## Passage
#####
This Section applies to development of any structure on a slope whose grade exceeds fifteen percent (15%), areas where slope exceeds thirty percent (30%) and to a ridge, ridgetop, ridgeline or shoulder.
1. 
Where a ridgetop measures more than five hundred feet (500’) from shoulder to shoulder, the ridgetop standards and requirements shall apply within two hundred feet (200’) of the shoulder of the ridge.
7.17.9.2 
Standards.
1. 
No structure may be constructed on a ridgetop, ridgeline or shoulder unless there is no other buildable area on the property. Only single-story structures are allowed on ridges, ridgetops and shoulders.
2. 
Buildable areas on a ridgetop, ridgeline, or shoulder shall be set back 25 (twenty-five) feet from the shoulder.
3. 
No structure may be constructed on a natural slope of thirty percent (30%) or greater.
4. 
Utilities, drainage structures, slope retention structures, and access roads and driveways may be located on a natural slope in excess of thirty percent (30%) so long as they disturb no more than three separate areas not exceeding 1,000 square feet each.
5. 
No structure may be constructed on a slope where evidence exists of instability, rock falls, landslides, or other natural or man-made hazards.
6. 
The finished floor elevation of any structure built on a natural slope between fifteen percent (15%) and thirty percent (30%) shall not exceed five feet above the natural grade at any point.
7. 
No significant tree may be removed from slopes greater than thirty (30) percent.
7.17.9.3 
Height.
1.
#####
## Supplied information
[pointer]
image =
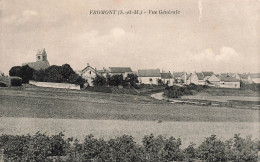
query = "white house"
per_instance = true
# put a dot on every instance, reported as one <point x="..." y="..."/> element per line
<point x="180" y="77"/>
<point x="89" y="73"/>
<point x="149" y="76"/>
<point x="212" y="80"/>
<point x="167" y="78"/>
<point x="120" y="71"/>
<point x="255" y="77"/>
<point x="228" y="82"/>
<point x="246" y="78"/>
<point x="196" y="78"/>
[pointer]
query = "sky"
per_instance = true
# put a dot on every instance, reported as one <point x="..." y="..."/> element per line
<point x="207" y="35"/>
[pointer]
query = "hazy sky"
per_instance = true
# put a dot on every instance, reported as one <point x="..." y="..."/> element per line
<point x="208" y="35"/>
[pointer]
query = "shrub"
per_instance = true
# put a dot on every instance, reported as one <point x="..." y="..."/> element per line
<point x="16" y="81"/>
<point x="25" y="72"/>
<point x="212" y="149"/>
<point x="59" y="74"/>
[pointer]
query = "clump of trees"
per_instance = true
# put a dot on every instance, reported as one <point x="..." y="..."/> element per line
<point x="176" y="91"/>
<point x="58" y="74"/>
<point x="116" y="80"/>
<point x="41" y="147"/>
<point x="24" y="72"/>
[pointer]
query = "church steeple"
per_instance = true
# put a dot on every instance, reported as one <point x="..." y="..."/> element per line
<point x="41" y="55"/>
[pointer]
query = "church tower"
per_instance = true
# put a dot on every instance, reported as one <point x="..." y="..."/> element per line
<point x="41" y="55"/>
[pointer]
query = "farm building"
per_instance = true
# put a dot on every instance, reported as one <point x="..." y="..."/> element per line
<point x="255" y="77"/>
<point x="180" y="77"/>
<point x="149" y="76"/>
<point x="120" y="71"/>
<point x="246" y="78"/>
<point x="228" y="82"/>
<point x="167" y="78"/>
<point x="41" y="61"/>
<point x="89" y="73"/>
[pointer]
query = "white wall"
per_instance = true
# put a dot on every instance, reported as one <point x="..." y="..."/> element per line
<point x="146" y="80"/>
<point x="89" y="75"/>
<point x="229" y="84"/>
<point x="256" y="80"/>
<point x="55" y="85"/>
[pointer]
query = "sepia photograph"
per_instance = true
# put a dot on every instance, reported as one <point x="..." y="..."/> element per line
<point x="130" y="81"/>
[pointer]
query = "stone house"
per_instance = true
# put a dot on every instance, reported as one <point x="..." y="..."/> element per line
<point x="149" y="76"/>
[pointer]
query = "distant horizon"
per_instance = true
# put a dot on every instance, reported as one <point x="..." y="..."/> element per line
<point x="205" y="35"/>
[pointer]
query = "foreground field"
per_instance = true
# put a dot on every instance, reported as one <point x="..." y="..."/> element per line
<point x="78" y="128"/>
<point x="93" y="105"/>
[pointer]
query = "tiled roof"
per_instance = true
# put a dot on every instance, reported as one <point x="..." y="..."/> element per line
<point x="255" y="75"/>
<point x="38" y="65"/>
<point x="166" y="75"/>
<point x="228" y="79"/>
<point x="149" y="73"/>
<point x="178" y="74"/>
<point x="120" y="69"/>
<point x="207" y="73"/>
<point x="200" y="76"/>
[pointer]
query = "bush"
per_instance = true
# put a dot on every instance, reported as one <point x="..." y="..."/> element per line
<point x="58" y="74"/>
<point x="40" y="147"/>
<point x="16" y="81"/>
<point x="25" y="72"/>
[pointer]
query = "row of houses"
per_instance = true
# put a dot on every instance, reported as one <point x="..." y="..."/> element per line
<point x="156" y="76"/>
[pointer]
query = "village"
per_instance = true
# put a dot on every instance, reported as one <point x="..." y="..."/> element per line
<point x="151" y="76"/>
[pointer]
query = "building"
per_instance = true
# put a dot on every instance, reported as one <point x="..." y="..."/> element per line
<point x="180" y="77"/>
<point x="255" y="77"/>
<point x="167" y="78"/>
<point x="89" y="73"/>
<point x="246" y="78"/>
<point x="212" y="80"/>
<point x="149" y="76"/>
<point x="41" y="61"/>
<point x="120" y="71"/>
<point x="228" y="82"/>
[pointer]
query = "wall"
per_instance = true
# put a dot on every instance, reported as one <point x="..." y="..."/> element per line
<point x="146" y="80"/>
<point x="229" y="84"/>
<point x="55" y="85"/>
<point x="256" y="80"/>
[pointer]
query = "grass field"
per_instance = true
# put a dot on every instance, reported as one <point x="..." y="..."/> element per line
<point x="93" y="105"/>
<point x="78" y="128"/>
<point x="78" y="113"/>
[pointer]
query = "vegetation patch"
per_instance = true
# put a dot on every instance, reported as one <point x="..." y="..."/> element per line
<point x="41" y="147"/>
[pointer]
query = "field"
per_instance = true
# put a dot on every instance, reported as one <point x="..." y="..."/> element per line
<point x="78" y="113"/>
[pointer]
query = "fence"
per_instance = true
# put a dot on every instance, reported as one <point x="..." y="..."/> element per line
<point x="55" y="85"/>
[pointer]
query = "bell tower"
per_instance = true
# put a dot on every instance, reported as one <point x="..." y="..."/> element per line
<point x="41" y="55"/>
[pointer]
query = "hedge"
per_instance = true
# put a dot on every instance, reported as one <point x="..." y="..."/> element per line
<point x="41" y="147"/>
<point x="16" y="81"/>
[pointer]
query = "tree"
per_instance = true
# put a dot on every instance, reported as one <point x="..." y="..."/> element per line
<point x="24" y="72"/>
<point x="99" y="81"/>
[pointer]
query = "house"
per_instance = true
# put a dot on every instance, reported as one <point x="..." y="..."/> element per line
<point x="120" y="71"/>
<point x="89" y="73"/>
<point x="41" y="61"/>
<point x="104" y="72"/>
<point x="180" y="77"/>
<point x="149" y="76"/>
<point x="246" y="78"/>
<point x="255" y="77"/>
<point x="167" y="78"/>
<point x="228" y="82"/>
<point x="212" y="80"/>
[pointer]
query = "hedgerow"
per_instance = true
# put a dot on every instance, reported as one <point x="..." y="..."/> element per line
<point x="41" y="147"/>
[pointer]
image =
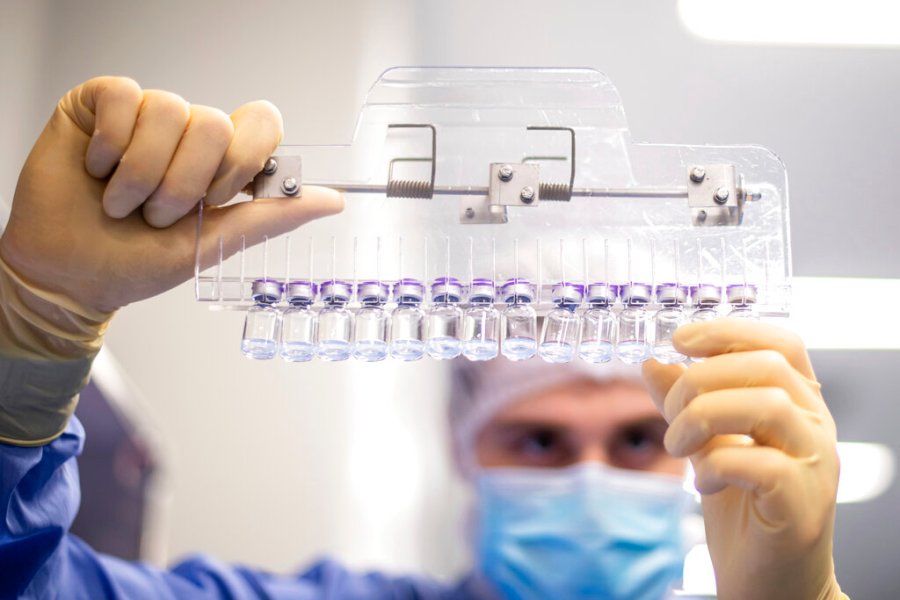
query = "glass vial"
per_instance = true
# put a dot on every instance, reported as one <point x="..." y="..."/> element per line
<point x="407" y="321"/>
<point x="443" y="321"/>
<point x="260" y="340"/>
<point x="742" y="298"/>
<point x="335" y="322"/>
<point x="559" y="338"/>
<point x="670" y="317"/>
<point x="706" y="298"/>
<point x="518" y="320"/>
<point x="632" y="345"/>
<point x="481" y="322"/>
<point x="598" y="324"/>
<point x="371" y="331"/>
<point x="298" y="324"/>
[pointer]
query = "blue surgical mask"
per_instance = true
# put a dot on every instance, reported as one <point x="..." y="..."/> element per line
<point x="586" y="531"/>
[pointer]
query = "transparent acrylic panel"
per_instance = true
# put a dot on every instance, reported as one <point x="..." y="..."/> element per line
<point x="631" y="215"/>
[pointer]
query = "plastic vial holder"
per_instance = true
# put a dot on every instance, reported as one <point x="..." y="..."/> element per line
<point x="632" y="345"/>
<point x="371" y="331"/>
<point x="260" y="339"/>
<point x="443" y="321"/>
<point x="742" y="298"/>
<point x="333" y="339"/>
<point x="298" y="323"/>
<point x="559" y="337"/>
<point x="598" y="324"/>
<point x="670" y="317"/>
<point x="407" y="321"/>
<point x="449" y="169"/>
<point x="481" y="322"/>
<point x="706" y="298"/>
<point x="518" y="320"/>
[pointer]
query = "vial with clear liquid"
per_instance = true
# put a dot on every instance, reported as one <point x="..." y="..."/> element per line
<point x="598" y="323"/>
<point x="298" y="323"/>
<point x="742" y="298"/>
<point x="518" y="320"/>
<point x="335" y="330"/>
<point x="407" y="321"/>
<point x="706" y="298"/>
<point x="670" y="317"/>
<point x="632" y="345"/>
<point x="559" y="338"/>
<point x="443" y="321"/>
<point x="260" y="339"/>
<point x="370" y="333"/>
<point x="481" y="322"/>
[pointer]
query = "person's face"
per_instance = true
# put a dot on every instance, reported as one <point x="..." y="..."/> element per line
<point x="614" y="423"/>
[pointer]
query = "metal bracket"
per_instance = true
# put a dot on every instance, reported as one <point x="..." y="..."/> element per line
<point x="714" y="196"/>
<point x="280" y="178"/>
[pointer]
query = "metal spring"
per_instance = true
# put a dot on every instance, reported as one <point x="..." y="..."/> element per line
<point x="556" y="191"/>
<point x="409" y="188"/>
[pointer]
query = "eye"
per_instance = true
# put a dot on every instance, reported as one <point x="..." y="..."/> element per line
<point x="542" y="447"/>
<point x="639" y="446"/>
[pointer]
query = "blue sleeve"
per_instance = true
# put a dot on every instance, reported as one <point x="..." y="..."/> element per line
<point x="39" y="558"/>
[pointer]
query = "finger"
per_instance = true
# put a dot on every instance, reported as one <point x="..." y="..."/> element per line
<point x="193" y="167"/>
<point x="258" y="129"/>
<point x="767" y="415"/>
<point x="752" y="369"/>
<point x="754" y="469"/>
<point x="160" y="125"/>
<point x="659" y="379"/>
<point x="256" y="220"/>
<point x="723" y="336"/>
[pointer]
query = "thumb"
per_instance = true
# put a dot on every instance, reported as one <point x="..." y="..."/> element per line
<point x="106" y="110"/>
<point x="256" y="220"/>
<point x="659" y="379"/>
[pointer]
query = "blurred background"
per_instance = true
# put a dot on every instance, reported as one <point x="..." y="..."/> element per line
<point x="274" y="464"/>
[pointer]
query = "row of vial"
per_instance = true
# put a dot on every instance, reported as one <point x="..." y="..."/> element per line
<point x="480" y="331"/>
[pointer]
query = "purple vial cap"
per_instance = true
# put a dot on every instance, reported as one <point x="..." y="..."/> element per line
<point x="266" y="291"/>
<point x="301" y="290"/>
<point x="671" y="293"/>
<point x="447" y="289"/>
<point x="706" y="294"/>
<point x="635" y="293"/>
<point x="517" y="289"/>
<point x="740" y="293"/>
<point x="567" y="292"/>
<point x="335" y="290"/>
<point x="601" y="292"/>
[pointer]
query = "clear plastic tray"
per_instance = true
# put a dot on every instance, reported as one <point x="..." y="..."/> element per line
<point x="629" y="218"/>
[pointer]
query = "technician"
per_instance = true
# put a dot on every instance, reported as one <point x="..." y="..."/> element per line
<point x="576" y="494"/>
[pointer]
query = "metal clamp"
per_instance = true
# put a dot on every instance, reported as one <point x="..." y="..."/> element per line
<point x="280" y="178"/>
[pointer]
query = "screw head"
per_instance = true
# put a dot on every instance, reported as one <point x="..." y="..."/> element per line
<point x="290" y="186"/>
<point x="698" y="174"/>
<point x="527" y="194"/>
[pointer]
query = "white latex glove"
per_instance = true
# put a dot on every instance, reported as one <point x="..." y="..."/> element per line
<point x="763" y="444"/>
<point x="105" y="209"/>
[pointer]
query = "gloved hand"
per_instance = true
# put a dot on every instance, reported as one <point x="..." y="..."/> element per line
<point x="104" y="211"/>
<point x="752" y="419"/>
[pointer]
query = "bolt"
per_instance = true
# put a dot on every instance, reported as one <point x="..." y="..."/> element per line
<point x="698" y="174"/>
<point x="721" y="195"/>
<point x="527" y="194"/>
<point x="289" y="186"/>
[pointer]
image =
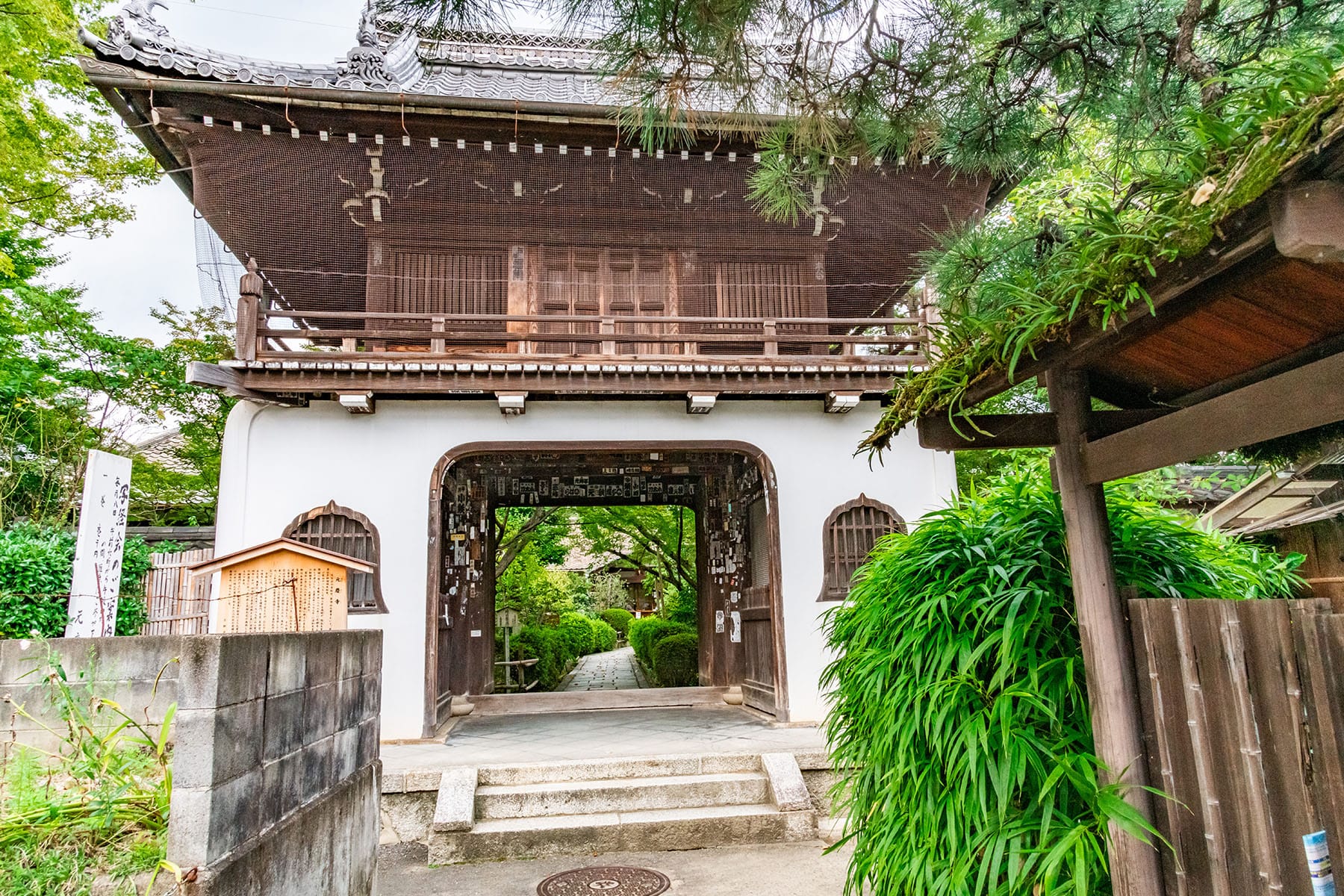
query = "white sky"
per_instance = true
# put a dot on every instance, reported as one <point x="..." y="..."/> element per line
<point x="154" y="257"/>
#####
## Task list
1) Answer these from the slope and ridgetop rules:
(a) When a ridgetop measures more than 500 feet from shoulder to shoulder, within what distance of the shoulder do the ridgetop standards apply?
(b) How far must buildable areas on a ridgetop, ridgeline, or shoulder be set back from the shoulder?
(c) On a natural slope between 15% and 30%, what is the most that a structure's finished floor elevation may sit above the natural grade at any point?
2) Resume the slope and ridgetop rules where they stop, continuing the height section.

## Task answers
1)
(a) Within two hundred feet (200') of the shoulder of the ridge.
(b) Twenty-five (25) feet.
(c) Five feet.

2)
The height of any structure located on land that has a natural slope of fifteen percent (15%) or greater shall not exceed eighteen feet (18'). The distance between the highest point of the structure and the lowest point at the natural grade or finished cut shall not exceed thirty (30) feet, unless the portion of the slope over fifteen percent (15%) is incidental to the entire site.
Figure 7.6: Height of Structures in Steep Slope Areas
-Image-12.tif
2. 
Structures on ridges, ridgelines, and shoulders shall not exceed fourteen (14) feet in height and shall be limited to one story. However, a structure on a ridge or ridgeline that is a one-story pitched roof structure shall not exceed eighteen (18) feet in height so long as the structure is screened from view from an arterial or major arterial road.
7.17.9.4 
Architectural and Appearance Standards.
1. 
A Structure located on a slope in excess of fifteen percent (15%) shall be designed to conform to the natural terrain by following contours to minimize cuts and fills, fitting into existing landforms and solidly meeting the ground plane. Any pier foundations shall be enclosed so that exterior walls appear to meet the ground and such a foundation system shall not exceed five vertical feet above the natural grade.
2.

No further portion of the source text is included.